Denzey Lewis, Nicola, and Justine Ariel Blount. “Rethinking the Origins of the Nag Hammadi Codices.” JBL 133.2 (2014): 399–419 (PDF).

Goodacre, Mark. “How Reliable is the Story of the Nag Hammadi Discovery?” JSNT 35.4 (2013): 303–22 (PDF).

Your assignment is to summarize the two articles and then analyze their conclusions based on the following guiding questions: why does it matter where and by whom the codices were found? how does Lewis and Blount’s theory of origins affect our understanding of the codices? going forward, how should scholars evaluate accounts of how and where manuscripts were found? Please follow the guidelines of this Essay Writing Checklist and attach a copy (with boxes checked) to your paper. Length: 5 pages. Grade value: 20%. Due: Oct. 2.
——
To be done>
1. Write out the Nag Hammadi assignment again, starting with "Your assignment is" and going on through "Due: Oct. 2.", and replace "Oct. 2" with "Oct. 9".
2. Answer these questions from the Nag Hammadi assignment, giving each answer on its own line with the same letter:
(a) In which journal did Goodacre's article appear?
(b) How many pages long must the paper be?
(c) What grade value does the assignment carry?

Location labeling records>
——
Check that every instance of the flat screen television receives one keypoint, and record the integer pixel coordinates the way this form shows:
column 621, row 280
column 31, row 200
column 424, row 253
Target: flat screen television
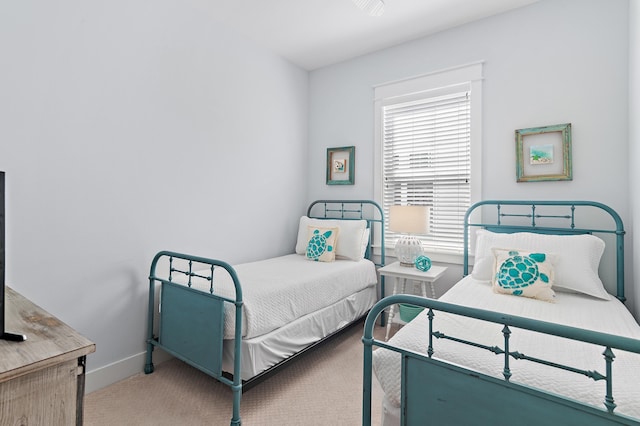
column 4, row 335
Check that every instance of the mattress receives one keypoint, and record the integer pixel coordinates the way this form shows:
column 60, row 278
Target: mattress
column 265, row 351
column 280, row 290
column 570, row 309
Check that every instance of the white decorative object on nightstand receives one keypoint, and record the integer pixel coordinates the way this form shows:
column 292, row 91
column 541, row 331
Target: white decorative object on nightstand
column 401, row 274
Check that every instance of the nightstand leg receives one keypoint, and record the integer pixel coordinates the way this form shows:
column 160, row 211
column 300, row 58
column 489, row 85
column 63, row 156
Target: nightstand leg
column 392, row 309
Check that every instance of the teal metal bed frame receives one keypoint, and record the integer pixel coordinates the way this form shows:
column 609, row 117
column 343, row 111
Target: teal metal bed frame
column 190, row 325
column 442, row 393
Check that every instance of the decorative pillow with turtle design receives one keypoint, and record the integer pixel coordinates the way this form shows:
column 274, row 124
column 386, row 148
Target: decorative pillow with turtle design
column 321, row 243
column 524, row 273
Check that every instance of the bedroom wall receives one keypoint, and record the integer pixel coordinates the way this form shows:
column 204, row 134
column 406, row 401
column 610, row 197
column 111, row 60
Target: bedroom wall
column 129, row 127
column 555, row 61
column 634, row 133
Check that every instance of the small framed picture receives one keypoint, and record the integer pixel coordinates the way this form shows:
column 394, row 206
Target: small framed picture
column 544, row 153
column 341, row 165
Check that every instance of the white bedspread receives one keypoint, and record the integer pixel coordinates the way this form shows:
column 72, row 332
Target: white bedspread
column 570, row 309
column 279, row 290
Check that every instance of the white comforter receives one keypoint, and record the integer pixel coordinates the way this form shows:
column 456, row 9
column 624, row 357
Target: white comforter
column 279, row 290
column 570, row 309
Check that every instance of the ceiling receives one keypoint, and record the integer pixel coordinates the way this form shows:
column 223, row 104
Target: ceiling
column 316, row 33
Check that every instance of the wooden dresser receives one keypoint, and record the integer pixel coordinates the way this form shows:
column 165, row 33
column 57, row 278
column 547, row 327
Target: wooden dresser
column 42, row 378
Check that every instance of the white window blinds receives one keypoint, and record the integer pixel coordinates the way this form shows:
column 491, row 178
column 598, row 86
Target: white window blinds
column 426, row 161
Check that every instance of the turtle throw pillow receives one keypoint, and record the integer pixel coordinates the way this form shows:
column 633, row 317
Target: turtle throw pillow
column 321, row 243
column 523, row 273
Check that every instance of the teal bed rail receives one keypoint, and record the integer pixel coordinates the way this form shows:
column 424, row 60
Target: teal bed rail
column 438, row 391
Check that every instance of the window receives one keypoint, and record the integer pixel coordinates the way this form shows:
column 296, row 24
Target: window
column 427, row 140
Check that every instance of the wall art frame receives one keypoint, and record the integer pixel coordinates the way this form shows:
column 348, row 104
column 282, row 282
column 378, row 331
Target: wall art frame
column 544, row 153
column 341, row 165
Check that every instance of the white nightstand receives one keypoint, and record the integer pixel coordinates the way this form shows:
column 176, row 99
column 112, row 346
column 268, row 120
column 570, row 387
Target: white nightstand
column 403, row 273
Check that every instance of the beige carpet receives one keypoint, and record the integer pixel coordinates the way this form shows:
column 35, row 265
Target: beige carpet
column 322, row 387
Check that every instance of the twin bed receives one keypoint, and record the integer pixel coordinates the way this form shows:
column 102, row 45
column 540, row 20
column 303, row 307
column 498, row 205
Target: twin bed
column 239, row 323
column 566, row 353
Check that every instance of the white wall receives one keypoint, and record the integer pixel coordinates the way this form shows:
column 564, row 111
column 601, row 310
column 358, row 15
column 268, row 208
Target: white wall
column 129, row 127
column 556, row 61
column 634, row 132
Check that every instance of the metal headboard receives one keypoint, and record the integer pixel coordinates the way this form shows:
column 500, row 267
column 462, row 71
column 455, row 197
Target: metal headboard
column 559, row 218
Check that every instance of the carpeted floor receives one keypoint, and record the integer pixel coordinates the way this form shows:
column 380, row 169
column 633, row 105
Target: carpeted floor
column 322, row 387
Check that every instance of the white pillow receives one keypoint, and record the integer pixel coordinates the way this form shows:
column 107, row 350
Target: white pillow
column 577, row 258
column 350, row 237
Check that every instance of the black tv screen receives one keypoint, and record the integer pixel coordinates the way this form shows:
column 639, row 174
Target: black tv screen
column 3, row 333
column 1, row 253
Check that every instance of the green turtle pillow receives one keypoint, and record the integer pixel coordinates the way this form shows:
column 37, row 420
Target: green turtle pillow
column 523, row 273
column 321, row 243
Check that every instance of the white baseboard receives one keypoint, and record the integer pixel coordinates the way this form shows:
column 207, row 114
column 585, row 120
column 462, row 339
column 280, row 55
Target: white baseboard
column 120, row 370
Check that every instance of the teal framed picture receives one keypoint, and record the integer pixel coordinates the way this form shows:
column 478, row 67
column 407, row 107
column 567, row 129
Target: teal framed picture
column 341, row 165
column 544, row 153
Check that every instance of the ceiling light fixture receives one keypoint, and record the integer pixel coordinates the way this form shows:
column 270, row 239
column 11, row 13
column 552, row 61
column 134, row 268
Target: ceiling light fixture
column 372, row 7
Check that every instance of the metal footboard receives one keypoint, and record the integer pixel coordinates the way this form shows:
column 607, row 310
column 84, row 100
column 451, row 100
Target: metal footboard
column 191, row 323
column 441, row 392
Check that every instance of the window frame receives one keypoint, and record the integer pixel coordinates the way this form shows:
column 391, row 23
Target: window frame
column 434, row 84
——
Task results>
1.
Your assignment is to summarize the two articles and then analyze their conclusions based on the following guiding questions: why does it matter where and by whom the codices were found? how does Lewis and Blount’s theory of origins affect our understanding of the codices? going forward, how should scholars evaluate accounts of how and where manuscripts were found? Please follow the guidelines of this Essay Writing Checklist and attach a copy (with boxes checked) to your paper. Length: 5 pages. Grade value: 20%. Due: Oct. 9.

2.
(a) JSNT
(b) 5 pages
(c) 20%